▶ **PROBLEM STATEMENT**:
Find each line below that contains the word "target" and copy those lines.

▶ **Items for segmentation labeling**:
--- Begin ---
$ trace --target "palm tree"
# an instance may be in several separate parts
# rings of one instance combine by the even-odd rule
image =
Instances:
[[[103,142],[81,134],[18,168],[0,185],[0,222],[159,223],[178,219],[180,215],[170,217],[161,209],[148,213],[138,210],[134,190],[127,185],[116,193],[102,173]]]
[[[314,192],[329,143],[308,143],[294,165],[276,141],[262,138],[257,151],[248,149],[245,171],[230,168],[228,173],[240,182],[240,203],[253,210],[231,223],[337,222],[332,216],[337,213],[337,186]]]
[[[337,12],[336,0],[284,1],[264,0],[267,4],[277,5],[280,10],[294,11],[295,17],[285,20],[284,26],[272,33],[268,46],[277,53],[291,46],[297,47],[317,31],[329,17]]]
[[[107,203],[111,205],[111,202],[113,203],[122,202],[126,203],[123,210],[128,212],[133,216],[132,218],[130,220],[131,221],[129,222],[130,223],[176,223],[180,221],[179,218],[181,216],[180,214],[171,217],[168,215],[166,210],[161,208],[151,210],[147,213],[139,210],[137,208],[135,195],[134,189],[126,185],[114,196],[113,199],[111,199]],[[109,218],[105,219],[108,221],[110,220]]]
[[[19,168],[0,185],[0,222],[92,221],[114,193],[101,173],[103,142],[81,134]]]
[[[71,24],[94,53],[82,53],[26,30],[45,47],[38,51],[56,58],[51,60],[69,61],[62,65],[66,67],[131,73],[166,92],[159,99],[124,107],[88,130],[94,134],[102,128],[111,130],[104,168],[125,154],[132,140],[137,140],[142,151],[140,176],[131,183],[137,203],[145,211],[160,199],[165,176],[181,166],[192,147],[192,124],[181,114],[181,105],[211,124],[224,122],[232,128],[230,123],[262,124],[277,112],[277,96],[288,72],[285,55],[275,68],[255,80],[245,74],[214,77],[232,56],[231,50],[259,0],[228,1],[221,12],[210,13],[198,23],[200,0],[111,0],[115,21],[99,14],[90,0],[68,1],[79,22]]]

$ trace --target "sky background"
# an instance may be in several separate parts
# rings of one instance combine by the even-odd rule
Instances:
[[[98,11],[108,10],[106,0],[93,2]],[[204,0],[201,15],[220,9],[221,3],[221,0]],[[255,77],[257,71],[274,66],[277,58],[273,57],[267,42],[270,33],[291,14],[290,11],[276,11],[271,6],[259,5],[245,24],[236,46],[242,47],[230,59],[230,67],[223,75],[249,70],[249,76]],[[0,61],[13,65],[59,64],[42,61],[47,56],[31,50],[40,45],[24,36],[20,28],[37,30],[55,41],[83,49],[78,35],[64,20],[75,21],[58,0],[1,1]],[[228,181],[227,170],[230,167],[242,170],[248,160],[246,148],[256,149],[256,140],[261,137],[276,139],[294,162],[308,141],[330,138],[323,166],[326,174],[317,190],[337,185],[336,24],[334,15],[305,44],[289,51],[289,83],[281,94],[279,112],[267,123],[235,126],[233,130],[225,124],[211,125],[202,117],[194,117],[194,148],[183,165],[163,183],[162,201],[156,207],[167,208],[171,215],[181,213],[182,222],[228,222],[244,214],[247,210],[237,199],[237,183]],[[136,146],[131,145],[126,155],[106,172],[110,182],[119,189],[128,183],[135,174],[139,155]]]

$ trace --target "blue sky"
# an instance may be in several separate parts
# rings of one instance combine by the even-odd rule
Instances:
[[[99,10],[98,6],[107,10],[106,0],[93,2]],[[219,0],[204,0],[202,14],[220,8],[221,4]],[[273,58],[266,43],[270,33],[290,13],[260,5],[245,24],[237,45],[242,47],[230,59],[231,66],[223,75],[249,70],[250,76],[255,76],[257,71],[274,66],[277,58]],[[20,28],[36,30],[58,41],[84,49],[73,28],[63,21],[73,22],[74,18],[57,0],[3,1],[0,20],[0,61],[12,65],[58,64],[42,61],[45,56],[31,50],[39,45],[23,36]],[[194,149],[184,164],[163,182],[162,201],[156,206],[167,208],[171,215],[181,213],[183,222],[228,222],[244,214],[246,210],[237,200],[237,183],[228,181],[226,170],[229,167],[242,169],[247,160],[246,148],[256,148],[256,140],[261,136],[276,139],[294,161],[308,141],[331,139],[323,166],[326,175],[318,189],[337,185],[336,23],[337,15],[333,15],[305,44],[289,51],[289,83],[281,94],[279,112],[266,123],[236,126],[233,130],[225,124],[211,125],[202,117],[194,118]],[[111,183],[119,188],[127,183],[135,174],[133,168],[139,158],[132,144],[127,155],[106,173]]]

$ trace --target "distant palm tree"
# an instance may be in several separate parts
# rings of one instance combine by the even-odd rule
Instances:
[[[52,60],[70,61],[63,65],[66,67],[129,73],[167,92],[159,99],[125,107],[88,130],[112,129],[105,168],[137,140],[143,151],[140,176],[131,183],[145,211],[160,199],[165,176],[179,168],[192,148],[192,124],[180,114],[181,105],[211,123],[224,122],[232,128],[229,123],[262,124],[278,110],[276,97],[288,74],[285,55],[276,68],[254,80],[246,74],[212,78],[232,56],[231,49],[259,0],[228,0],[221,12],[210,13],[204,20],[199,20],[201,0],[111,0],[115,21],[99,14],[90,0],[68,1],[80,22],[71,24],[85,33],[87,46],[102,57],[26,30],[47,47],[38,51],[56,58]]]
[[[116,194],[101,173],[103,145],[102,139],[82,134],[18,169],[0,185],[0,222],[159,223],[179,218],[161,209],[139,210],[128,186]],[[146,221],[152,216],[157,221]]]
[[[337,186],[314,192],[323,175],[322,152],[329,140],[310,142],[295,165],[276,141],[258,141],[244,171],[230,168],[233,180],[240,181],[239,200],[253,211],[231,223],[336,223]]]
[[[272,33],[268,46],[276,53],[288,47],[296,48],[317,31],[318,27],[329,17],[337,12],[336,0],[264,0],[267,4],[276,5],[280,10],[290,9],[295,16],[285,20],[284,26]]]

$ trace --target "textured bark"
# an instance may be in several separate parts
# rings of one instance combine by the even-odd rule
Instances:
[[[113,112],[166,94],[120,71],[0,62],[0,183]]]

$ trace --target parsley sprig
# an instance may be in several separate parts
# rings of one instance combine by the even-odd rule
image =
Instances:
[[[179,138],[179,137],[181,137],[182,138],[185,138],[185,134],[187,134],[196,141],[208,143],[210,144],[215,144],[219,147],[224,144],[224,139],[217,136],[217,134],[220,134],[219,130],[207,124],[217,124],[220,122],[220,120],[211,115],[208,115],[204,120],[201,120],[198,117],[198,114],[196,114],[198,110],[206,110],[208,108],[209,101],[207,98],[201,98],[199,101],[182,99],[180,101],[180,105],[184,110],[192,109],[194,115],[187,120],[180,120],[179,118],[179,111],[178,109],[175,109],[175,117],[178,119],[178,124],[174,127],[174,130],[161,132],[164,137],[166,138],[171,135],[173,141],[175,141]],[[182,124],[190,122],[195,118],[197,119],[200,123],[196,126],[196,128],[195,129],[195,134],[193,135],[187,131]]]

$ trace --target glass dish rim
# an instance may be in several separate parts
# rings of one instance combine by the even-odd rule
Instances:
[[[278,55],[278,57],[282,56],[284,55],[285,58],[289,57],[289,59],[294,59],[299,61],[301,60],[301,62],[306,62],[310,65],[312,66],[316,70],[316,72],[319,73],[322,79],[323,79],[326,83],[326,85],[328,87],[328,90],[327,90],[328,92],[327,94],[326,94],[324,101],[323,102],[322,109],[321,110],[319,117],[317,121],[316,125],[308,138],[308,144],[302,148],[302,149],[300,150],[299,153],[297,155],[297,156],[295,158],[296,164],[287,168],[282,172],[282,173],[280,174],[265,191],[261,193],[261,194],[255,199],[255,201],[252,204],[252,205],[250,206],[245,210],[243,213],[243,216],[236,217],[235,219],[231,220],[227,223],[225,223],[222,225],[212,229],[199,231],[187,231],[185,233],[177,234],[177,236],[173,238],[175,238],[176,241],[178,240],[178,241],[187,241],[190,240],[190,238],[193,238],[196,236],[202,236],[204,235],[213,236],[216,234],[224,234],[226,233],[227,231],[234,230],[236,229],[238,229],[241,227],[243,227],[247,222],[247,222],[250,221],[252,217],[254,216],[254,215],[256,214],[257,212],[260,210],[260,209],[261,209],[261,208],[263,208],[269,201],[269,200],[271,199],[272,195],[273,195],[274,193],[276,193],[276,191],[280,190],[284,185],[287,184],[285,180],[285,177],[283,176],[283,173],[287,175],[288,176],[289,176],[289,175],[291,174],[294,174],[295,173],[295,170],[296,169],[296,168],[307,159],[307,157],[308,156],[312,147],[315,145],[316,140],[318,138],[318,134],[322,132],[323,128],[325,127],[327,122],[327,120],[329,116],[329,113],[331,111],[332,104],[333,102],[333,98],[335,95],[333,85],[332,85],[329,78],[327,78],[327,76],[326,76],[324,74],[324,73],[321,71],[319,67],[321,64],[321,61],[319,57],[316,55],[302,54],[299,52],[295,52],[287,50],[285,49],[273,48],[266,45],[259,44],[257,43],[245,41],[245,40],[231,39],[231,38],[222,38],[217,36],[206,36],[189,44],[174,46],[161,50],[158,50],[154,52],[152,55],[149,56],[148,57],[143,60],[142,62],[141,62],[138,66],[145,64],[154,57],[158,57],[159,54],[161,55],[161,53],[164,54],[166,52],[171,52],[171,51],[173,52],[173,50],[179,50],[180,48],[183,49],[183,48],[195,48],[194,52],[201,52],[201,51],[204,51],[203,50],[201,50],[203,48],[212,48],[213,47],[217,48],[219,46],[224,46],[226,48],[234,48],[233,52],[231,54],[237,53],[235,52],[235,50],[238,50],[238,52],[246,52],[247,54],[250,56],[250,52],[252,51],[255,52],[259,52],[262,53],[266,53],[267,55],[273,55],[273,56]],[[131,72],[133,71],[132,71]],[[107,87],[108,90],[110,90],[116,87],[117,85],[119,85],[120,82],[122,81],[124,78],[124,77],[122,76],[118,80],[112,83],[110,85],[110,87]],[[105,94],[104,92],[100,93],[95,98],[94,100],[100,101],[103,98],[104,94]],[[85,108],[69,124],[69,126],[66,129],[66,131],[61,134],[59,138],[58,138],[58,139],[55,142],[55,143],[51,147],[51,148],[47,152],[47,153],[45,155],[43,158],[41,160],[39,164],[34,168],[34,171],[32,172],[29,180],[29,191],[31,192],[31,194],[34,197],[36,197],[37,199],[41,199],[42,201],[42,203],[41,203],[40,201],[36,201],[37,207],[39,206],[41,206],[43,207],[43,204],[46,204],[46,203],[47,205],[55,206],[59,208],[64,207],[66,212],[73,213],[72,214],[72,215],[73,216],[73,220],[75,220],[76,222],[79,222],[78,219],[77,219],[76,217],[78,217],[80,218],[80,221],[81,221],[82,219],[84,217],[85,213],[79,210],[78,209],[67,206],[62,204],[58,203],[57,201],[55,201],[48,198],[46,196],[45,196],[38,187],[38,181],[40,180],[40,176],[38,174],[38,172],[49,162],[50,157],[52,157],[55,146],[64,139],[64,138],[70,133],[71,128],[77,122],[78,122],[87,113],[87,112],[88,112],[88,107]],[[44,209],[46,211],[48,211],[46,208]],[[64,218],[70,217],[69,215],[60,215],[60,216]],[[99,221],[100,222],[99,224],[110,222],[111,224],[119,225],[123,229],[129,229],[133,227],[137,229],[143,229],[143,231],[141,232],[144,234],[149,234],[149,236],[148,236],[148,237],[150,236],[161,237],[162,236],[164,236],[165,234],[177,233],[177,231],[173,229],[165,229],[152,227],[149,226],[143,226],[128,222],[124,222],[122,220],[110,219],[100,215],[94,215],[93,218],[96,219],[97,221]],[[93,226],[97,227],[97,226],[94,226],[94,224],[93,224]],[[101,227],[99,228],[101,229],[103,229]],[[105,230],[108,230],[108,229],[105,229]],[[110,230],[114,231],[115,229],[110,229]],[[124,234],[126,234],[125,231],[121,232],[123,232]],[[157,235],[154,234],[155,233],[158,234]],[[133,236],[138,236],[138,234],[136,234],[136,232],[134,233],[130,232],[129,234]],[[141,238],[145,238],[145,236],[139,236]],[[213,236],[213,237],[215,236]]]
--- End ---
▶ **TASK RESPONSE**:
$ trace --target "palm tree"
$ trace --target "sky background"
$ trace --target "blue sky"
$ trace --target "distant palm tree"
$ trace --target "textured bark"
$ trace --target parsley sprig
$ trace --target glass dish rim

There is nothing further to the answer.